Retype the tail of the data exactly, starting at the line containing "the dry stick" and stopping at the last line.
### Records to process ###
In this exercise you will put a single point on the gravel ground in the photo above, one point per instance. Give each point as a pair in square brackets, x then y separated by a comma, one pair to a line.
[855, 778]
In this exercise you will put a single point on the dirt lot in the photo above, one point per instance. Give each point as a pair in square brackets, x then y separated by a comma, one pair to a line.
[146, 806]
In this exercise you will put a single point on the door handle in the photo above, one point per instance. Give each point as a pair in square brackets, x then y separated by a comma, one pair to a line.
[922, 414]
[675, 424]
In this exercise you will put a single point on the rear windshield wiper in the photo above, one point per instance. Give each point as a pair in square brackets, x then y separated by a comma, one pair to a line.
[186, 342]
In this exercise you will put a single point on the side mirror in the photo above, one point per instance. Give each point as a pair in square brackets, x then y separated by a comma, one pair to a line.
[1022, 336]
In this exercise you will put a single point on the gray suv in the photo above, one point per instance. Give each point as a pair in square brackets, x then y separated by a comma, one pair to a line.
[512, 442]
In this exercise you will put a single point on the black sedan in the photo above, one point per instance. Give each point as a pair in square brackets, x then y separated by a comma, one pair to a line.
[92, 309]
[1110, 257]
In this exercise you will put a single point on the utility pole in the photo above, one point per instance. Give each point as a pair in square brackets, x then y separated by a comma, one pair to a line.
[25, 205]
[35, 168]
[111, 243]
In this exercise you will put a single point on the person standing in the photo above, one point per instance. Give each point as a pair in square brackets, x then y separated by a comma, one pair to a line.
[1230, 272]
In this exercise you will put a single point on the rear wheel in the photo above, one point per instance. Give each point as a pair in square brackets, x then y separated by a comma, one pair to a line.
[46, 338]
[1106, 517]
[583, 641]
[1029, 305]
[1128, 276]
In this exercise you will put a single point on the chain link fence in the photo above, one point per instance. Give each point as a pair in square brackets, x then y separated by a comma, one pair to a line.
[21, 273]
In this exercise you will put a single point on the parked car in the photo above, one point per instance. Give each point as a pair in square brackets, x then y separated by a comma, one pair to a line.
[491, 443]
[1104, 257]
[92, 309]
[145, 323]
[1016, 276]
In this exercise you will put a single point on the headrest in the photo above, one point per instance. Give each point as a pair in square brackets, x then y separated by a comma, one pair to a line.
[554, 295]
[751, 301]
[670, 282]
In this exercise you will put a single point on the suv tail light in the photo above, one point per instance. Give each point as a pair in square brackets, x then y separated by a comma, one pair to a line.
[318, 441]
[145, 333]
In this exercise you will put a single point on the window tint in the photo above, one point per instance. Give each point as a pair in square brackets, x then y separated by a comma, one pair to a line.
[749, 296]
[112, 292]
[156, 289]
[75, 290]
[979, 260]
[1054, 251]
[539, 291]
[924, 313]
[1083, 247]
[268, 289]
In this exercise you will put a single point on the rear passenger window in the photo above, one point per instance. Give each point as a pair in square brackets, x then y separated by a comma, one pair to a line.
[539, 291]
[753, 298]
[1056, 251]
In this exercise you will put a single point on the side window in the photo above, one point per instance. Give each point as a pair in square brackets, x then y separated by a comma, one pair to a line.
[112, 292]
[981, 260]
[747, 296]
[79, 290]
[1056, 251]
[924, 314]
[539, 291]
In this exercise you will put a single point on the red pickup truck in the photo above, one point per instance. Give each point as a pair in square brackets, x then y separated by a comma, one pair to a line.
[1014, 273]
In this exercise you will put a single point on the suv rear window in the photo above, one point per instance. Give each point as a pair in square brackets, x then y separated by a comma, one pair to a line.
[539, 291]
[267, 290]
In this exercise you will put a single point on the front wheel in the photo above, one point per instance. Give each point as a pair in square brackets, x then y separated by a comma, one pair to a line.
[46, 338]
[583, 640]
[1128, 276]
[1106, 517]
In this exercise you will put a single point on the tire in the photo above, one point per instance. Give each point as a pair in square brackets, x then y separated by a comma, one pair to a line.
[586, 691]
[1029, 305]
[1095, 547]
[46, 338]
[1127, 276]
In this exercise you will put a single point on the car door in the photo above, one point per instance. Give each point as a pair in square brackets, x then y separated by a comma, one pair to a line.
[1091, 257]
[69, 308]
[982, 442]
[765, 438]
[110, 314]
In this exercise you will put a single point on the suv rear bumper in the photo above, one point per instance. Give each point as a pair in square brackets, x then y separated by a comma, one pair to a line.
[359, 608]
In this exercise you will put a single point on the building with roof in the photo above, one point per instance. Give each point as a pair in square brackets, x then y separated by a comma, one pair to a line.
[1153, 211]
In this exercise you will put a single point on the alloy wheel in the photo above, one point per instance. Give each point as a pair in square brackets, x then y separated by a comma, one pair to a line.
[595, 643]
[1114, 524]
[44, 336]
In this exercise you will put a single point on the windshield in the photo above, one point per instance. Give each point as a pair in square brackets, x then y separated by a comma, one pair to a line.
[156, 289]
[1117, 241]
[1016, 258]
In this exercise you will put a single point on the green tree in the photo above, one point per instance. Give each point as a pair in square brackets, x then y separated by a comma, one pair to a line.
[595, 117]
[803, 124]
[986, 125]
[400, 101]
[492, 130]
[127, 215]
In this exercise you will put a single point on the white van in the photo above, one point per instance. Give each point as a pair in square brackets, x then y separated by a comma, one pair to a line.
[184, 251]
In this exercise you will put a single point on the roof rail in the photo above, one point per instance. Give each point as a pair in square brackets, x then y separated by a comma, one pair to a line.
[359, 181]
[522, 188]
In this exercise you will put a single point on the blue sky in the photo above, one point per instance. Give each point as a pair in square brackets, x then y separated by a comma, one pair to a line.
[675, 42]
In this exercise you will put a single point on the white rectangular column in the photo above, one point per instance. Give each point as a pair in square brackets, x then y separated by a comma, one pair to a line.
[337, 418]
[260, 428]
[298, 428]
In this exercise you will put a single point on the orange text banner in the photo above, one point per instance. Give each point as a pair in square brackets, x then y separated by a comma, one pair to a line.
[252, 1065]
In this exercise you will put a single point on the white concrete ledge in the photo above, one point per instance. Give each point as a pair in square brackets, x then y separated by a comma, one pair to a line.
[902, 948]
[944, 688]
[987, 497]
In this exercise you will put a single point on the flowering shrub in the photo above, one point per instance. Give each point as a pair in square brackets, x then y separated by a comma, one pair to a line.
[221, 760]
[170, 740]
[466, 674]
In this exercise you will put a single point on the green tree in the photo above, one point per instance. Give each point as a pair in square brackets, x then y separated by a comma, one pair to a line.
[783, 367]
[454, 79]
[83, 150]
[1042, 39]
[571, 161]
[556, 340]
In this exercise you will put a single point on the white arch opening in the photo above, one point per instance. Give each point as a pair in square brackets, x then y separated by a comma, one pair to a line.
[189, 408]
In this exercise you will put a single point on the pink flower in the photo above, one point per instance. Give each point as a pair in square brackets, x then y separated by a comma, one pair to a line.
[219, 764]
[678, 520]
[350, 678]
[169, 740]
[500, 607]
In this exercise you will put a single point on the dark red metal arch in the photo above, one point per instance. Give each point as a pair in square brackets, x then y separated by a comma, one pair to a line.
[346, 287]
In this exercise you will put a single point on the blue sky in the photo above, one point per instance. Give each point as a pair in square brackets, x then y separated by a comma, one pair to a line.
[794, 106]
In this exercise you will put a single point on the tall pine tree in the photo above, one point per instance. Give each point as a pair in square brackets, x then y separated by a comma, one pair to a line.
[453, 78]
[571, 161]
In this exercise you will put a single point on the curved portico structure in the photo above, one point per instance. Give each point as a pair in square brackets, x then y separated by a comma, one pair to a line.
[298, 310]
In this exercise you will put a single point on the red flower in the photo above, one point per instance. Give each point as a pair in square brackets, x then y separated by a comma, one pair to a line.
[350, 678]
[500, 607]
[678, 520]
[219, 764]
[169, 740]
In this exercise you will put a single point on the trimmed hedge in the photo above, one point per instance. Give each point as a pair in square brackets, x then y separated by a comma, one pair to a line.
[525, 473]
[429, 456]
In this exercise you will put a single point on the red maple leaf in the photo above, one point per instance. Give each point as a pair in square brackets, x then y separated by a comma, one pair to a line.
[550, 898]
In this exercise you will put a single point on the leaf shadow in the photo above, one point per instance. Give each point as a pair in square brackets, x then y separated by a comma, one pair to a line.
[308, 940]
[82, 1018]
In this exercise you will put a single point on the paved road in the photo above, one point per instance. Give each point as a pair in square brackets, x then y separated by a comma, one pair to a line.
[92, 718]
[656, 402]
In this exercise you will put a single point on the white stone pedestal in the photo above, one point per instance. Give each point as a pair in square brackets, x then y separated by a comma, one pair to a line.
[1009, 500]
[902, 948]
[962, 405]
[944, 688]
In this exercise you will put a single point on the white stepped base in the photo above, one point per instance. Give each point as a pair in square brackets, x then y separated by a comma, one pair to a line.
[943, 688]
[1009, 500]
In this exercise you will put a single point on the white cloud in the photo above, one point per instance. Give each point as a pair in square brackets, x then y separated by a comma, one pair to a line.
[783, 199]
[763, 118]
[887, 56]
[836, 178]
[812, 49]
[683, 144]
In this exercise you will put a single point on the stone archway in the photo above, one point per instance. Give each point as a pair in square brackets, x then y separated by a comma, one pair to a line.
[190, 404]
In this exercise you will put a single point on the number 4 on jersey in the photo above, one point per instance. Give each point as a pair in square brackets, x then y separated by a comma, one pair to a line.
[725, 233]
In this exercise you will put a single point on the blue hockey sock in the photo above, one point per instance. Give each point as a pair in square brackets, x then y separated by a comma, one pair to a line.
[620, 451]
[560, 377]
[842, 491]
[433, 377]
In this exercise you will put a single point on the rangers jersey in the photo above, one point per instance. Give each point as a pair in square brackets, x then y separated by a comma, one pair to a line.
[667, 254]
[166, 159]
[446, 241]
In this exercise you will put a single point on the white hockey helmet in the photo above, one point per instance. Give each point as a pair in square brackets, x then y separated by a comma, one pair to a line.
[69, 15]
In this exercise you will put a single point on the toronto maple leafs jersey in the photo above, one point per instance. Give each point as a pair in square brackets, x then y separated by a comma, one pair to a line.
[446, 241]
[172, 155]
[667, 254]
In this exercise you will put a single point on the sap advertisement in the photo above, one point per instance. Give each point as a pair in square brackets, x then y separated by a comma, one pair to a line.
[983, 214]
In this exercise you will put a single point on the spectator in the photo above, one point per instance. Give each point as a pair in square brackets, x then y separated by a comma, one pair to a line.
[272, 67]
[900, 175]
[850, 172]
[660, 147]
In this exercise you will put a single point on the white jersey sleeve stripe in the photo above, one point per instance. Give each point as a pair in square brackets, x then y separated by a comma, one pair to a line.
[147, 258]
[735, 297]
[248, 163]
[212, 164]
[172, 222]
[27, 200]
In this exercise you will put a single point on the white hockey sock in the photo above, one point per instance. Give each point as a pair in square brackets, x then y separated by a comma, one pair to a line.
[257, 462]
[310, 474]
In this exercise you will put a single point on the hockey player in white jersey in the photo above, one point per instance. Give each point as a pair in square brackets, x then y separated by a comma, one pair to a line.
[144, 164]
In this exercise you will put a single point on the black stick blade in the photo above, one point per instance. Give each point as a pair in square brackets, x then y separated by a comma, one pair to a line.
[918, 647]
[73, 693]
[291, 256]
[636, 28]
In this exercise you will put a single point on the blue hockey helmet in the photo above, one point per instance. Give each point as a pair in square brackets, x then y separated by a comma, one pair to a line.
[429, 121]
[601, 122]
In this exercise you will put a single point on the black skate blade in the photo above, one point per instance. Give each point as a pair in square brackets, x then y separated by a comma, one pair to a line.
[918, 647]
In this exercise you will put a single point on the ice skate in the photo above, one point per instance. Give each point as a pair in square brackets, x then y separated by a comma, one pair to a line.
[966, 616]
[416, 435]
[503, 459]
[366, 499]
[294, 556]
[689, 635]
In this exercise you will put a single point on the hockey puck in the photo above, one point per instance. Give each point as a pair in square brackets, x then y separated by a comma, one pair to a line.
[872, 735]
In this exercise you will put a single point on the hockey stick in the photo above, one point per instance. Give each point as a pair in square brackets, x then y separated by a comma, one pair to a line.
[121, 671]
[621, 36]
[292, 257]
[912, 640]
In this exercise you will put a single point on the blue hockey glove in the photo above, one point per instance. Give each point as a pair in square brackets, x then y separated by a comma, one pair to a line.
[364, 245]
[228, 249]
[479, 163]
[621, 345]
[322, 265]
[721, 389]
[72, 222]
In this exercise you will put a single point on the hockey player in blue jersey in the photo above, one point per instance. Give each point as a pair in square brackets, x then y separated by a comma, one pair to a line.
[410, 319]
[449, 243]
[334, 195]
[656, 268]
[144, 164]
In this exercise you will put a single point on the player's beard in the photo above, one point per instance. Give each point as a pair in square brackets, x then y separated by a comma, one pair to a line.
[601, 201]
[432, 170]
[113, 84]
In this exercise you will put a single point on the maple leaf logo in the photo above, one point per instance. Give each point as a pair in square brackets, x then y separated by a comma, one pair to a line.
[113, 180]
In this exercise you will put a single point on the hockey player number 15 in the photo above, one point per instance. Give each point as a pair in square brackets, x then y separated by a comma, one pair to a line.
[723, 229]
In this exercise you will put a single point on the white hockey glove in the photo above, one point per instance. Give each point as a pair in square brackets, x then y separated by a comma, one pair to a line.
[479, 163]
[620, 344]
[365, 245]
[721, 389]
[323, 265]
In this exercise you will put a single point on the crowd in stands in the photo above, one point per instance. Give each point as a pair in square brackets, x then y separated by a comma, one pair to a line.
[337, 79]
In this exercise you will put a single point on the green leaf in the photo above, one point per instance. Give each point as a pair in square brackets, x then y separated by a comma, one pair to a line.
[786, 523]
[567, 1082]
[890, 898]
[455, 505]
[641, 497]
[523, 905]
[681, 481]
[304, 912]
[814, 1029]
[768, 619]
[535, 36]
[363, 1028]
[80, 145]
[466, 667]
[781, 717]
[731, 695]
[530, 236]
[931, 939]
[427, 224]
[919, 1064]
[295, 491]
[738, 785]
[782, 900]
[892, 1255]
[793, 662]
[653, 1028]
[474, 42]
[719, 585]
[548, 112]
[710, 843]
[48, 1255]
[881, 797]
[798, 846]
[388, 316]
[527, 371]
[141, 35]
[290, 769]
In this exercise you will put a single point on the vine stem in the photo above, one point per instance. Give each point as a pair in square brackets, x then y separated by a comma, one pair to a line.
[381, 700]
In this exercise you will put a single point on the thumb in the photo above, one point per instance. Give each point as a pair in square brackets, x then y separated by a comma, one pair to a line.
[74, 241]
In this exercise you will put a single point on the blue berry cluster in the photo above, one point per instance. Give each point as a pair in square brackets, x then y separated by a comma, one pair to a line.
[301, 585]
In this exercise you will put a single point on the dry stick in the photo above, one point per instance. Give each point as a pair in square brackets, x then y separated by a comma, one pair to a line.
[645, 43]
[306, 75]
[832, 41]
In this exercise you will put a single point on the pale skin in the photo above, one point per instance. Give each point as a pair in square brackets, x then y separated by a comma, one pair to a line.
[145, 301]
###
◆ Task output
In this exercise you will put a single point on the dry stick in the photo above, one point per instance. Give each point as a pair in square brackets, x then y separated by a comma, one pair to a line.
[645, 43]
[306, 75]
[832, 41]
In this exercise you will put a single point on the pale skin in the photo above, one point per instance. Give each point as a pair in square brackets, x then y separated by a comma, one pair to a line.
[145, 301]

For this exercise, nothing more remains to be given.